|Adult on Española Island, Galapagos Islands|
The Nazca booby (Sula granti) is a large seabird of the booby family, Sulidae, native to the eastern Pacific. First described by Walter Rothschild in 1902, it was long considered a subspecies of the masked booby until recognised as distinct genetically and behaviorally in 2002. It has a typical sulid body shape, with a long pointed orange-yellow bill, long neck, aerodynamic body, long slender wings and pointed tail. The adult is bright white with black and white wings, a black tail and a dark face mask.
Walter Rothschild organised and sent an expedition to the Galapagos Islands in 1897 to collect and review the animal life there. He wrote of a distinctive booby there, which he and William Robert Ogilvie-Grant diagnosed as the Peruvian booby (Sula variegata), then only known from juvenile plumage. Later, in 1902, Rothschild named it a new species, Sula granti. Rothschild later reclassified as a subspecies of the masked booby.
The genus Sula was previously placed in the order Pelecaniformes, but recently was collected in the family Sulidae and order Suliformes, together with 8 other genera. The Nazca booby was considered conspecific with the masked booby but was reassigned to a separate species based on mitochondrial DNA analyses. It is likely to have diverged 400,000-500,000 years ago.
The species has a yellow iris, orange and pinkish beak, black facial skin in the form of a mask, and grey feet. Adults present white plumage with black tips of the wings and tail. The female is bigger and heavier than the male, has a slightly differently colored beak, and squawks while the male whistles. Chicks are snow white and fluffy, plumage changing to grey along with beak and feet upon fledging.
Distribution and habitat
The Nazca booby preys on small fish caught by diving at high speed from flight into the ocean. The main food species is South American pilchard, but also take flying fish, anchovies and squid, specially during the El Niño events, when sardine numbers are low. Because of their sexual dimorphism, females tend to feed on bigger prey and dive deeper.
Like many seabirds, the species has a long lifespan combined with low annual reproduction and long periods of development in the young. Clutch size is one or two eggs, due to the low hatching success, however when 2 eggs are laid and they both hatch, it is common for only one of the chicks to survive.

What you should do: Resume the article on the Nazca booby after its last sentence. The records have nothing to do with this.

Data supplied:
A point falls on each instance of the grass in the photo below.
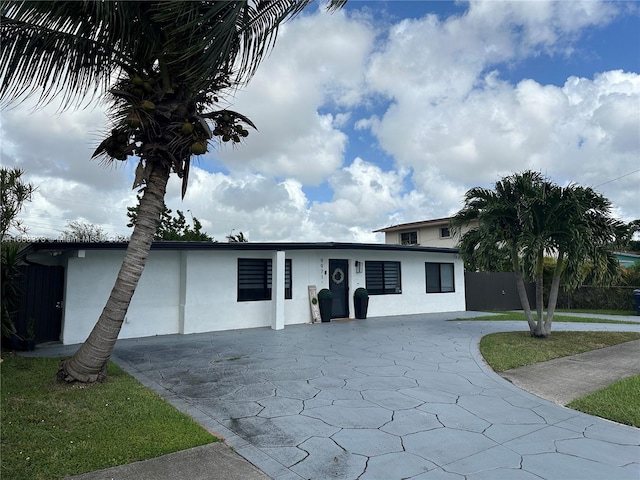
(619, 402)
(598, 312)
(506, 350)
(50, 430)
(515, 316)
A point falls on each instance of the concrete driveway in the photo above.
(382, 398)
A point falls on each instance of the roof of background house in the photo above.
(423, 223)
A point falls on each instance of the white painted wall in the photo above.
(89, 280)
(196, 291)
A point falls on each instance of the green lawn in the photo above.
(50, 430)
(516, 316)
(619, 402)
(506, 350)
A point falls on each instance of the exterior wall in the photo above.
(414, 298)
(88, 283)
(194, 291)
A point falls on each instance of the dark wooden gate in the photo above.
(494, 291)
(42, 290)
(338, 284)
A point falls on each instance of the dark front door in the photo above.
(42, 289)
(339, 286)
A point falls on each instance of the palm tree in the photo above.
(162, 66)
(499, 230)
(528, 217)
(582, 236)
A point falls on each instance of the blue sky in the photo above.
(382, 113)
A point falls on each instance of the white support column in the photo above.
(277, 290)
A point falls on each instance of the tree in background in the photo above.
(237, 238)
(173, 228)
(528, 217)
(77, 231)
(15, 193)
(162, 67)
(629, 238)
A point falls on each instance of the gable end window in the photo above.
(382, 277)
(254, 279)
(409, 238)
(439, 277)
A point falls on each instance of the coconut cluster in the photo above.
(163, 119)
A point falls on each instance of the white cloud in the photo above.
(449, 121)
(318, 60)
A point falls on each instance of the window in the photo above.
(254, 279)
(382, 277)
(439, 277)
(409, 238)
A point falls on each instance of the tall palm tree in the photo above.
(499, 227)
(582, 236)
(162, 66)
(529, 217)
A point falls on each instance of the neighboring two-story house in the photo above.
(432, 233)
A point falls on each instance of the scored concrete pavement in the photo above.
(382, 398)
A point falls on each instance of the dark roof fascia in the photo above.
(73, 246)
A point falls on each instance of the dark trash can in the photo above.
(325, 301)
(361, 302)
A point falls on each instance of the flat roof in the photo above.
(53, 245)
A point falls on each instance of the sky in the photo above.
(382, 113)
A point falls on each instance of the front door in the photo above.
(339, 286)
(42, 290)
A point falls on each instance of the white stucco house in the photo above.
(190, 287)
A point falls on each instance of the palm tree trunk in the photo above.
(553, 294)
(539, 332)
(89, 363)
(522, 290)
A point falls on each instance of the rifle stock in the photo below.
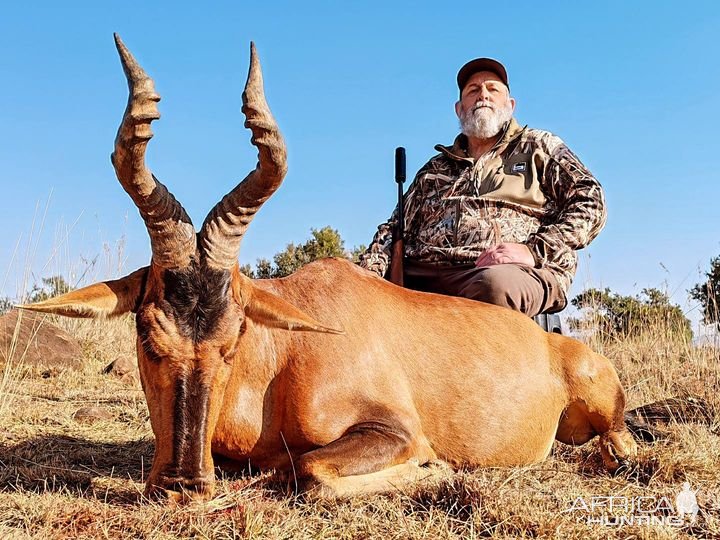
(397, 261)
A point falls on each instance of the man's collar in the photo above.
(458, 150)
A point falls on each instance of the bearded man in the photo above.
(499, 215)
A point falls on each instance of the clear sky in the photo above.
(632, 87)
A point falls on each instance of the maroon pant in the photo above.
(519, 287)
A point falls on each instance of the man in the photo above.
(499, 215)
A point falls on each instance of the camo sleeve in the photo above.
(378, 255)
(580, 212)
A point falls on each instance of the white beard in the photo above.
(483, 122)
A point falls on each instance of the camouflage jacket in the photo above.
(530, 188)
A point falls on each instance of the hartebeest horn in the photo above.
(172, 235)
(225, 225)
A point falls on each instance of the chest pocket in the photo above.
(516, 181)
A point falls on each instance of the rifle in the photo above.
(398, 232)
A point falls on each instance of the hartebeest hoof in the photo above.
(181, 491)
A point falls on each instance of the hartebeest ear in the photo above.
(264, 307)
(99, 300)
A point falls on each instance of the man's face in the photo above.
(485, 105)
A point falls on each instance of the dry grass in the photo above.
(63, 479)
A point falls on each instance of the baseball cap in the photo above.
(481, 64)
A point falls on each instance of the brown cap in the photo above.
(481, 64)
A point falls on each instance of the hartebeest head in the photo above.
(191, 301)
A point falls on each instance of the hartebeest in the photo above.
(240, 370)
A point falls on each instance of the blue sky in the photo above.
(630, 86)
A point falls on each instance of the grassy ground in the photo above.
(61, 478)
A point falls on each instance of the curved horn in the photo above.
(172, 235)
(225, 225)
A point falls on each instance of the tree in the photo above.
(51, 286)
(708, 294)
(620, 315)
(325, 242)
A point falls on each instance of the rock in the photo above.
(122, 366)
(90, 415)
(39, 342)
(125, 368)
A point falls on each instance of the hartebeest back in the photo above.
(241, 372)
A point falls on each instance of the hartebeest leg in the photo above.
(597, 407)
(369, 457)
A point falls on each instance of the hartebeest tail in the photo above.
(414, 378)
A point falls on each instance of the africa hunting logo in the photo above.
(618, 511)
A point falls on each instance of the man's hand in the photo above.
(506, 253)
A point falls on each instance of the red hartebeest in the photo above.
(241, 371)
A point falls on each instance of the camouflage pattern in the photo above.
(530, 188)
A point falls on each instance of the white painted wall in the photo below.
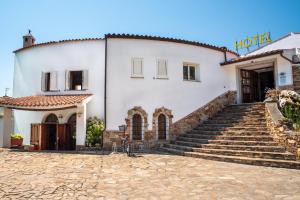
(182, 97)
(78, 55)
(291, 41)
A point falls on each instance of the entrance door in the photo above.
(137, 127)
(162, 127)
(247, 86)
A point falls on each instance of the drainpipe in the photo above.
(105, 90)
(225, 55)
(105, 82)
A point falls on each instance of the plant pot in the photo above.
(16, 142)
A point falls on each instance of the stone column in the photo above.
(80, 126)
(6, 128)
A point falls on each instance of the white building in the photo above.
(148, 83)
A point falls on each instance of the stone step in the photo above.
(235, 128)
(229, 137)
(251, 154)
(239, 115)
(233, 125)
(229, 133)
(243, 111)
(235, 122)
(238, 118)
(226, 142)
(237, 159)
(239, 147)
(230, 146)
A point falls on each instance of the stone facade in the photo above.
(173, 129)
(111, 137)
(281, 134)
(296, 78)
(200, 115)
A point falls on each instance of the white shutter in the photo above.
(162, 71)
(85, 79)
(67, 80)
(53, 81)
(43, 81)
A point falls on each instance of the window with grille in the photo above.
(137, 127)
(137, 67)
(191, 72)
(162, 69)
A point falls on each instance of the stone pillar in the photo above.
(80, 126)
(6, 128)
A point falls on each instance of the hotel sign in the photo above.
(258, 40)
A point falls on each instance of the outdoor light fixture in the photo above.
(79, 114)
(122, 127)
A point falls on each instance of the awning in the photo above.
(44, 103)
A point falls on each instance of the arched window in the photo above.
(162, 127)
(72, 119)
(51, 119)
(137, 127)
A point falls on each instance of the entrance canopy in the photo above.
(45, 103)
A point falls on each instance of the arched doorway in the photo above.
(51, 130)
(71, 132)
(162, 127)
(137, 127)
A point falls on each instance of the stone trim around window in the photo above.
(136, 110)
(168, 114)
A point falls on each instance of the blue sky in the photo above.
(218, 22)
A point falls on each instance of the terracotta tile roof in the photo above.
(245, 58)
(131, 36)
(43, 102)
(57, 42)
(166, 39)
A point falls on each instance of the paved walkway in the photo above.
(25, 175)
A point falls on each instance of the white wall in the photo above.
(182, 97)
(78, 55)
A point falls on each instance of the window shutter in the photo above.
(67, 83)
(53, 81)
(43, 81)
(85, 83)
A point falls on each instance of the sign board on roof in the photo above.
(258, 39)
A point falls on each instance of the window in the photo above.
(162, 69)
(137, 67)
(77, 80)
(191, 72)
(49, 81)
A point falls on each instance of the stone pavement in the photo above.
(27, 175)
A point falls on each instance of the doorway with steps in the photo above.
(255, 82)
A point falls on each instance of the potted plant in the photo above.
(16, 140)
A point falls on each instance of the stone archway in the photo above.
(134, 112)
(160, 113)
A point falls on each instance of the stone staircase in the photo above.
(237, 134)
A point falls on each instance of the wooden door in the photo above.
(247, 86)
(38, 136)
(162, 127)
(61, 137)
(137, 127)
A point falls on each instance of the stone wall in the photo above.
(200, 115)
(181, 126)
(281, 134)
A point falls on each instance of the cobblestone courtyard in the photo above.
(25, 175)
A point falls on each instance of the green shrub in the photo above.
(94, 130)
(292, 113)
(16, 136)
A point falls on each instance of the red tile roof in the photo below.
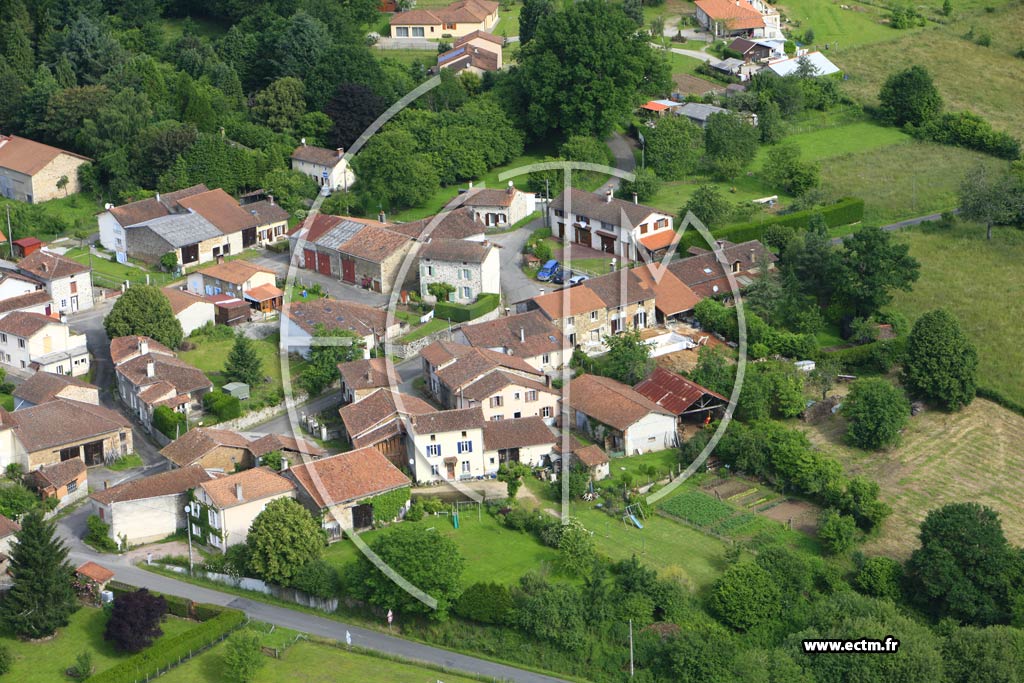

Exercise output:
While many species of birds regulate egg temperature via an incubation patch, a layer of bare skin that allows birds to transmit heat into their eggs, the Suliformes instead use the skin on their webbed feet in addition to heat transferred from the breast. The feet are heavily vascularized, especially during the nesting period. Both the male and the female show parental care. Usually the chick that hatches first is bigger and becomes aggressive towards its sibling, excluding it from feeding and eventually starving it.
The energy investment on the parent's part is very high, so their metabolic rates change during the nesting season. This causes both parents to lose similar amounts of body weight and suffer a decline in their immune system activity. This adjustment does not take place when the parents decide not to nest, a decision that is mostly driven by food availability, which in turn depends on ocean current and climate patterns such as those driven by the El Niño oscillation.
Siblicide has been well studied in this species; the first chick is born around five days before the second and is larger and stronger by the time the second is born. It drags its younger sibling out of the nest. Field experiments in the Galapagos demonstrated that the boobies can manage to feed two chicks without too much difficulty. This raises questions as to the origin of the phenomenon.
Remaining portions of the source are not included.